IN THE COURT OF APPEAL OF THE STATE OF CALIFORNIA THIRD APPELLATE DISTRICT (Sutter)


October 26, 2012

FARMERS STATE BANK, PLAINTIFF AND RESPONDENT,
v.
RUBY M. SPEAKER, DEFENDANT AND APPELLANT.

(Super. Ct. No. CVCS111583)

The opinion of the court was delivered by: Robie , Acting P. J.

Farmers State Bank v. Speaker

CA3

NOT TO BE PUBLISHED

California Rules of Court, rule 8.1115(a), prohibits courts and parties from citing or relying on opinions not certified for publication or ordered published, except as specified by rule 8.1115(b). This opinion has not been certified for publication or ordered published for purposes of rule 8.1115.

Farmers State Bank obtained a default judgment against Ruby M. Speaker in a Montana state court and registered that judgment here under the California Sister State Judgments Act (the Act) (Code Civ. Proc.,*fn1 § 1710.10 et seq.). Speaker then moved unsuccessfully to vacate the California judgment, claiming (among other things) that she should now be permitted to raise certain "viable" substantive defenses she could have raised to the bank's action, had it been initially filed in California.

In this judgment roll appeal from the trial court order denying her motion to vacate the California judgment, Speaker renews her claim she should now be permitted to raise the "multiple defenses available to her under California law." We disagree and shall affirm the judgment.

BACKGROUND

Farmers State Bank is a financial institution licensed in Montana. Speaker is a resident of Sutter County.

In 2008, Speaker signed a promissory note in favor of the bank of approximately $400,000. Her daughter and son-in-law, the Swansons, were coborrowers, and the loan was intended to finance the purchase of commercial real property in Montana, on which the Swansons intended to operate a restaurant. The loan was refinanced in 2009; Speaker and the Swansons were also coborrowers on the 2009 promissory note. Both notes provided that, in the event of a lawsuit, Speaker agreed to submit to the jurisdiction of the courts in Ravalli County, Montana, and that Montana law would apply to any dispute (to the extent not preempted by federal law).

The loan went into default. The bank foreclosed upon its collateral, applied the proceeds to the debt, and initiated a lawsuit against the Swansons and Speaker in Ravalli County, Montana. The Swansons obtained a discharge of their obligation to the bank in a bankruptcy court proceeding.

Speaker was served in California with the summons and complaint in the Montana action, but filed no response. The bank caused Speaker's default and default judgment to be entered and obtained a deficiency judgment against her in the amount of $158,054.71.

The bank filed an application in Sutter County for entry of judgment on sister-state judgment. Judgment was entered in Sutter County against Speaker in the amount of $168,283.31 (the amount of the Montana judgment plus interest and filing fees).

Speaker filed a motion to vacate the California judgment entered pursuant to the Act, on the grounds the Montana court lacked jurisdiction over her; she has "viable defenses" to the civil action, had it been filed in California (including failure of consideration, lack of reliance, lack of disclosure, and lack of legal standing); she did not receive notice of the Montana proceedings in sufficient time to defend herself; and Montana was a "seriously inconvenient forum." Speaker argued in support of her motion that, when she signed the promissory notes, she believed that the obligation to the bank was fully secured.

> What this task involves
The opinion gives two different dollar amounts for the judgment against Speaker. Why is the Sutter County figure higher than the Montana deficiency judgment?

> Stored records

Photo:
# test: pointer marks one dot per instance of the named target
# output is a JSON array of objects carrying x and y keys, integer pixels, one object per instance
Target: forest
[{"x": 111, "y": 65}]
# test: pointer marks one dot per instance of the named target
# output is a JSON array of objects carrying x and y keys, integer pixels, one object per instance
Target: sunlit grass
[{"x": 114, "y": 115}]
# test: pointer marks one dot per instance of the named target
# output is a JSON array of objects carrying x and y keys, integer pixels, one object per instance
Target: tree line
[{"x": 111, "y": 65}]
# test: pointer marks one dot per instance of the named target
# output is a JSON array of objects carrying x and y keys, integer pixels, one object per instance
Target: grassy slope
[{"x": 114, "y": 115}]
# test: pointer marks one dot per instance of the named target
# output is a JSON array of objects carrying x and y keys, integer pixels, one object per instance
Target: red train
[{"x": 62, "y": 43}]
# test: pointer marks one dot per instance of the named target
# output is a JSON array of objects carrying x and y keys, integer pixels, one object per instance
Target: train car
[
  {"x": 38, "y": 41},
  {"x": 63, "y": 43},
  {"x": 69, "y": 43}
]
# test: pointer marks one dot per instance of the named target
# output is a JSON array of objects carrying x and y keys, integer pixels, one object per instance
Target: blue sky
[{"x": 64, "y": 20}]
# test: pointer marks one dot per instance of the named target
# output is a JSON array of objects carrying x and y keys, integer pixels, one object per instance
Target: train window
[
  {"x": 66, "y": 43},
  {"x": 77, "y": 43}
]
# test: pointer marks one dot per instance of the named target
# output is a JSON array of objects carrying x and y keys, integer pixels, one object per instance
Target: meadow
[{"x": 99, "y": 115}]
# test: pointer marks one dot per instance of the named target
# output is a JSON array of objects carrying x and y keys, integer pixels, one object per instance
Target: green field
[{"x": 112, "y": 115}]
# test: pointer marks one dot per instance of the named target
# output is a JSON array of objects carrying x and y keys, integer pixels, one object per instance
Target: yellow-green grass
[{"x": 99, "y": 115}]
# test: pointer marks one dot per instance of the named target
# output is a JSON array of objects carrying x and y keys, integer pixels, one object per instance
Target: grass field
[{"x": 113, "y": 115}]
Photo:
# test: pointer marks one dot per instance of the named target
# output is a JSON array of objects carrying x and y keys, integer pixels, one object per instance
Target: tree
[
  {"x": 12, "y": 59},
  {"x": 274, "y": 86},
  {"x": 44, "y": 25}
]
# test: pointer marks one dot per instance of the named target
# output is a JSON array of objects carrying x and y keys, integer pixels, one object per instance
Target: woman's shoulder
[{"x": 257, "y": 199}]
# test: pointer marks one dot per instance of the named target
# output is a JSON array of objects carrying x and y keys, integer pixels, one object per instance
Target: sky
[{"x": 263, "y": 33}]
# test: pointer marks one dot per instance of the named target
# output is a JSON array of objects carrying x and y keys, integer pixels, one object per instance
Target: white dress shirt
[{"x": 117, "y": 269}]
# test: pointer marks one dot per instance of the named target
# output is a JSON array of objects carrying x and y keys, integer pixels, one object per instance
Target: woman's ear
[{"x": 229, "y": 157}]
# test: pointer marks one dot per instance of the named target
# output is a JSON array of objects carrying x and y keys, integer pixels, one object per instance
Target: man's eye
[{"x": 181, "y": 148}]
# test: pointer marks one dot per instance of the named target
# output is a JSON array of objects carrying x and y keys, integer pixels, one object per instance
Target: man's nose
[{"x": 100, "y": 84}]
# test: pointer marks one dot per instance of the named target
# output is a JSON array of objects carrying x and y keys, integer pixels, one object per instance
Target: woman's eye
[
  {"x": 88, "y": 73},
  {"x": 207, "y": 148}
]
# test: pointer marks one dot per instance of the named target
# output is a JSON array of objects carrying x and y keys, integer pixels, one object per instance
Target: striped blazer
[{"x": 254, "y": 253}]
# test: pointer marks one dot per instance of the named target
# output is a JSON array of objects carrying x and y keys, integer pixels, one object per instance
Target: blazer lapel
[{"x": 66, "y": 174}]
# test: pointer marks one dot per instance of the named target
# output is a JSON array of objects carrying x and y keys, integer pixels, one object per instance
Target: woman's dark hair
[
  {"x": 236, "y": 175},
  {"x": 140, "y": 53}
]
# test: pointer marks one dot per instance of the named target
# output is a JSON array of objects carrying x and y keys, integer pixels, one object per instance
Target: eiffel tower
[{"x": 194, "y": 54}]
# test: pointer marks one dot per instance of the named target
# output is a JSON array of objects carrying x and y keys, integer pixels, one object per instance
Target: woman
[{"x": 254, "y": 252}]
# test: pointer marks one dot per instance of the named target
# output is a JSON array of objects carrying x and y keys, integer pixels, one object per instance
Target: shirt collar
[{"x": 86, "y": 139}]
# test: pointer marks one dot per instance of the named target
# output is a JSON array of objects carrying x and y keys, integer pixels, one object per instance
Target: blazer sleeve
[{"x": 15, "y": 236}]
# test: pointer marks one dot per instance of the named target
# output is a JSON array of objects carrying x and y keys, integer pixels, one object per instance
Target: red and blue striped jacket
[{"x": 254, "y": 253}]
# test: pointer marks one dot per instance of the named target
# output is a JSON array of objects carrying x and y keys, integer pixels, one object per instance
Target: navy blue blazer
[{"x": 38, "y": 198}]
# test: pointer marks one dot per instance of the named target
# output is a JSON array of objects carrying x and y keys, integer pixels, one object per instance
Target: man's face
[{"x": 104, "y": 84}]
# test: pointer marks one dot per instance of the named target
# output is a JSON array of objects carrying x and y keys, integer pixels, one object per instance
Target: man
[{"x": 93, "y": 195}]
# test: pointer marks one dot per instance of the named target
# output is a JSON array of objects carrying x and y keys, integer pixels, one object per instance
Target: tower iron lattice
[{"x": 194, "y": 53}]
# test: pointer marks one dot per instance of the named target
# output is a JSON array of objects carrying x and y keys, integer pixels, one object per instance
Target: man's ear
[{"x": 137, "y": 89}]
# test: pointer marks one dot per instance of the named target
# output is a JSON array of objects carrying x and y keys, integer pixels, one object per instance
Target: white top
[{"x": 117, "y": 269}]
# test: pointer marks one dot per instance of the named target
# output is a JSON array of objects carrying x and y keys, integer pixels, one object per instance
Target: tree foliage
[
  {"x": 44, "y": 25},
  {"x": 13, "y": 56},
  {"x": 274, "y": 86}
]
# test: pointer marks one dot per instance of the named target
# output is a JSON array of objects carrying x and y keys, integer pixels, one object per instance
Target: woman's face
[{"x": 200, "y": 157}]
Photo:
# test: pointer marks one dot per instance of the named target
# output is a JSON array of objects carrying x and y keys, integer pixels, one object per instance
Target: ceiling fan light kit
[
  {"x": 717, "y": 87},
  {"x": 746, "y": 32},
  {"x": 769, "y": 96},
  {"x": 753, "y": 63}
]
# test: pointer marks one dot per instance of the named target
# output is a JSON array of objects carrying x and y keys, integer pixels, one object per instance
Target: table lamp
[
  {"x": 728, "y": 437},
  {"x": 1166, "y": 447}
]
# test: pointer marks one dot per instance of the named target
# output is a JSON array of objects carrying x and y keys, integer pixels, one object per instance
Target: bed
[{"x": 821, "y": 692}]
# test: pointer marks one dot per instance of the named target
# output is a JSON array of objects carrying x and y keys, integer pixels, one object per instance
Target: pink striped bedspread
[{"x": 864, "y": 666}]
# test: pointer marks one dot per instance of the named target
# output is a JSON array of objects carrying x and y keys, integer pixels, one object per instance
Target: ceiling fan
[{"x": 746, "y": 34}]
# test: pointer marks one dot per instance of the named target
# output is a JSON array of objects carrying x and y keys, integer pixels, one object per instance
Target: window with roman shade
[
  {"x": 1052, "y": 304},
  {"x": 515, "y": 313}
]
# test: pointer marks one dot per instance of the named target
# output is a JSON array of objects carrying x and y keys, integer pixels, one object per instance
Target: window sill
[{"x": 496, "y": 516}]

> Solution to the problem
The Sutter County judgment of $168,283.31 is the Montana judgment of $158,054.71 plus interest and filing fees.